(TRY IT): Could all of the entries be written out exactly, with any pictures omitted?

↓↓↓

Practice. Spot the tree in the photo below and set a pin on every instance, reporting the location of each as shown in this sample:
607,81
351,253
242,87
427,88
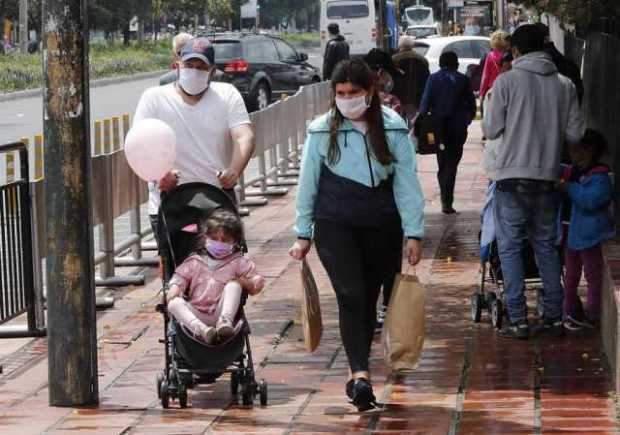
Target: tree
579,12
220,11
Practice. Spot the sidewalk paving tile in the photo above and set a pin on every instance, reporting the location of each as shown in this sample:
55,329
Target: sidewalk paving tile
468,381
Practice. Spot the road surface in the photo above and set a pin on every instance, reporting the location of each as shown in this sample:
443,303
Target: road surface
24,117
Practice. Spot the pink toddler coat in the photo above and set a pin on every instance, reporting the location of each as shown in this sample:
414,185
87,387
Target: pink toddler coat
203,279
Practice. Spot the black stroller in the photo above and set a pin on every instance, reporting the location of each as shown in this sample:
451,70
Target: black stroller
491,274
190,362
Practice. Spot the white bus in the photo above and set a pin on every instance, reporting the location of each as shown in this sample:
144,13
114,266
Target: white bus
356,20
419,15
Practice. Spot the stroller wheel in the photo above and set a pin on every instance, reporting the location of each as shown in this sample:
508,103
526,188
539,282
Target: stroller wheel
182,392
540,303
247,394
497,313
262,389
158,380
476,307
234,384
164,392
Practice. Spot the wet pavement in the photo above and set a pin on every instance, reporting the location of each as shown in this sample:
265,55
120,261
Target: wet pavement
468,381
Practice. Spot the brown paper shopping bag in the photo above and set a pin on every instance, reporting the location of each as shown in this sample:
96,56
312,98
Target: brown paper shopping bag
310,309
404,328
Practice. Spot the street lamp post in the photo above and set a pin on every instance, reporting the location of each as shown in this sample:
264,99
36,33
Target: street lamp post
72,339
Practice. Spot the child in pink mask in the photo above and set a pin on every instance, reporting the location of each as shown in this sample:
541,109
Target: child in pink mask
205,291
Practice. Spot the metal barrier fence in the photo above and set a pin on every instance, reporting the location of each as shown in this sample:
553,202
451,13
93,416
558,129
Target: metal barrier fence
17,284
280,131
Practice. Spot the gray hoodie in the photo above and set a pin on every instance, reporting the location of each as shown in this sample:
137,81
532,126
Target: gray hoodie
537,112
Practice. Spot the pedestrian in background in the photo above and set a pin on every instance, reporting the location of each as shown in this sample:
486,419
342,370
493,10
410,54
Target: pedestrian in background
449,98
536,110
358,188
500,44
586,223
380,63
177,44
565,66
336,50
409,86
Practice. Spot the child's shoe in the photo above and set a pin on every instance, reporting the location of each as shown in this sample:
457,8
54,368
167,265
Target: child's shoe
583,321
519,331
381,313
571,325
552,327
225,328
208,334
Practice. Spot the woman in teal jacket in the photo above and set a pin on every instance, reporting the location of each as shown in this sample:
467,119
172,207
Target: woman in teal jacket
358,196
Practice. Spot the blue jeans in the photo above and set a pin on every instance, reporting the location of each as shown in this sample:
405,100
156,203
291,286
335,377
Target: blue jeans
528,210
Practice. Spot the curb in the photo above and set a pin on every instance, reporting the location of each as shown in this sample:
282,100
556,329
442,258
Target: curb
93,84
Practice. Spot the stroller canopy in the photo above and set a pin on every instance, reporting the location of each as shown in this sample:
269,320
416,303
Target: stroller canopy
187,204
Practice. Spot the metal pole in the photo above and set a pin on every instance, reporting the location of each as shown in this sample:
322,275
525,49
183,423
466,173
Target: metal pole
23,25
72,343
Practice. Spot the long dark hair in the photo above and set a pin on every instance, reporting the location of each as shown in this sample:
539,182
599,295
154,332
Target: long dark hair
356,72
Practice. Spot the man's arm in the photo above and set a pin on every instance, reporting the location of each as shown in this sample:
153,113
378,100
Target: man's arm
243,148
494,121
425,104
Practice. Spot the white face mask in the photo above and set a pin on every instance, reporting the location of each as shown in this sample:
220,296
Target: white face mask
194,81
352,108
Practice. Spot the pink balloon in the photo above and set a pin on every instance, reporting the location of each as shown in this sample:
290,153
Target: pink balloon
150,149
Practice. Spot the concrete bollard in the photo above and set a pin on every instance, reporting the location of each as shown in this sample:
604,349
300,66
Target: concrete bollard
107,136
38,157
116,133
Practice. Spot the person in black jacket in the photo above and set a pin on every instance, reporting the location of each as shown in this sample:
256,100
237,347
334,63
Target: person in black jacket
336,50
565,66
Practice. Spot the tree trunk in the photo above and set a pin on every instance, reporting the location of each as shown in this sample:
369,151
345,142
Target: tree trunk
72,335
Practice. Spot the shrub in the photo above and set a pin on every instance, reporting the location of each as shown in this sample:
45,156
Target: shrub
25,71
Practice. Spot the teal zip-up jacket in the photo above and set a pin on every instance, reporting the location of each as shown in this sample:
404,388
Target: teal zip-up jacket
355,150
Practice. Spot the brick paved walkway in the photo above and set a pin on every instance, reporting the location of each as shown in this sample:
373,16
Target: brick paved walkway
467,381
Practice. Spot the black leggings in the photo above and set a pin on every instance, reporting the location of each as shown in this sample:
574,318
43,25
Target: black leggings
357,261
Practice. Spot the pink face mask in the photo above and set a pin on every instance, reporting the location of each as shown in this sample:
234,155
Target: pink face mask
219,249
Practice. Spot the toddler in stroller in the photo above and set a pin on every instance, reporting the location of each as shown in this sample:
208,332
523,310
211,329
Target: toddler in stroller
213,279
206,283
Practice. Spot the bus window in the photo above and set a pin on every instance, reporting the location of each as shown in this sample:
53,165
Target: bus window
338,10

↑↑↑

(YOUR SOLUTION):
Practice. Spot the tree in the photo below and set a pin on every instance, reporting the location of each as shown in this sample:
607,81
351,253
242,87
427,88
Target: tree
579,12
220,11
Practice. Spot the sidewalk paving tile in the photo above and set a pin on every instance, reporting the location of each as shown in this sample:
55,329
Target: sidewalk paving tile
468,381
Practice. Spot the road surface in the photo above and set a pin on every instance, reporting the location of each as shown in this sample:
443,303
Target: road surface
24,117
Practice. Spot the pink toddler coat in the photo above and set a pin on every instance, reporting the location of each as shown in this sample:
414,185
87,387
Target: pink toddler coat
203,279
Practice. Spot the black stroller in the photo above and set a pin on every instance, reporting the location of each as shown in this sample:
451,70
Target: black stroller
491,274
190,362
Practice. Spot the white bus in the photo above and set a pin on every instance, reporting the location of each as shown in this sample:
144,13
114,266
Target: white bus
356,20
419,15
Practice. Spot the stroller wheel in the photo above and set a pin on every instance, reporting the location of each as shown in this sample:
508,103
526,188
539,282
Target: stroller wheel
182,392
540,303
247,394
497,313
262,389
158,380
476,307
234,384
164,392
Practice. Spot the wet pavement in the photo above and set a pin on every instance, reporting the location of each as shown in this sample:
265,55
120,261
Target: wet pavement
468,381
Practice. Spot the brown paper shopping bag in the photo above and set a pin on every instance, reporting the location of each as shown in this sample:
96,56
312,98
Target: brown paper shopping bag
310,309
404,328
Practice. Spot the street lamp post in the photo above and set a pin on every instance, reporting the location of each as shown in this sample:
264,99
36,33
Target: street lamp post
72,339
Practice. Spot the child in pink mask in the photo above and set a pin on every instance, reporting the location of each as shown in this sample:
541,109
Target: child in pink mask
205,291
Practice. Spot the metal barrier fence in the photo above and set a pin on every instance, reporting the location of each as shown in this sample:
553,202
451,13
93,416
558,129
Target: metal barrier fence
17,284
280,131
Practice. Spot the gray hoodie in the photo above and set a pin on every instance, reporting the location of each as shown in this sample:
137,81
532,126
Target: gray hoodie
537,112
Practice. Spot the pedestrian in background in the photo above and set a pin on every instance, reporting the location of each as shown in this sample:
486,419
342,370
493,10
410,54
Target: pedestrian in background
449,98
536,110
358,188
500,44
586,223
380,63
177,44
565,66
336,50
409,86
Practice. Spot the child's shoe in the photo above and set a pin on every instance, reporting the location of each as shown in this sample:
457,8
54,368
167,265
Target: child's shoe
583,321
519,331
381,313
571,325
552,327
225,328
208,334
Practice. Spot the woman in teal jacket in the photo above and set a pin on every instance, reporting the location of each as shown in this sample:
467,119
172,207
Target: woman in teal jacket
358,196
Practice. Spot the blue jeans in the photo above and set a pin on every instance, reporting the location of each as shown in this sample:
405,100
156,203
291,286
335,377
Target: blue jeans
528,210
Practice. Spot the curb in the photo above and set a pin on every instance, reporting the location of each as shown in this sample:
282,100
556,329
442,258
Target: curb
93,84
Practice. Spot the stroller canopy in the photo above and set a pin on every instance, reporting the location of each as shown in this sample:
269,320
416,303
Target: stroller canopy
187,204
Practice. Spot the metal pole in the photo above and set a pin on every instance, reporting the location of each as shown in this sample:
322,275
525,49
183,423
466,173
Target: metal pole
23,25
72,343
Practice. Spot the long dark hair in the photo above and set a pin on every instance, reporting the location of each as shown in this sample:
539,182
599,295
154,332
Target: long dark hair
356,72
Practice. Spot the man's arm in the photo above and set a pin on every instance, reporting the location of each as shown in this sample:
153,113
378,100
Target: man's arm
243,148
494,121
425,104
Practice. Spot the white face mask in the photo above and set a pin on every instance, reporting the location of each as shown in this sample:
220,296
Target: white face mask
194,81
352,108
Practice. Spot the pink balloon in the photo above and set a pin on every instance, reporting the location of each as shown in this sample:
290,153
Target: pink balloon
150,149
Practice. Spot the concrete bollard in the photo above and set a pin on every instance, reporting the location of each as shown in this sample:
604,349
300,66
Target: concrete bollard
107,136
38,157
116,133
Practice. Spot the person in black jacket in the photo above and set a pin on every instance, reporting the location of each as shown in this sample:
256,100
237,347
334,63
Target: person in black jacket
336,50
565,66
Practice. Spot the tree trunk in the photo above and set a pin on every instance, reporting the location of each as shown in this sample:
369,151
345,142
Target: tree trunk
72,335
Practice. Spot the shrub in the photo above and set a pin on every instance, reporting the location of each as shown in this sample:
45,156
Target: shrub
25,71
Practice. Spot the teal zip-up jacket in the photo above and set a pin on every instance, reporting the location of each as shown in this sample:
404,388
Target: teal zip-up jacket
355,150
Practice. Spot the brick paved walkway in the photo above and set a pin on every instance, reporting the location of each as shown in this sample:
373,16
Target: brick paved walkway
467,381
Practice. Spot the black leggings in the photo above and set a pin on every instance, reporting the location of each as shown in this sample:
574,318
43,25
Target: black leggings
357,261
Practice. Spot the pink face mask in the photo above and set a pin on every instance, reporting the location of each as shown in this sample:
234,155
Target: pink face mask
219,249
Practice. Spot the toddler in stroller in the photo above and set a pin on every instance, reporting the location of each as shown in this sample:
208,332
523,310
211,329
Target: toddler in stroller
213,279
206,283
Practice. Spot the bus window in the photo above and set a pin on every instance, reporting the location of each as shown in this sample:
53,165
Target: bus window
338,10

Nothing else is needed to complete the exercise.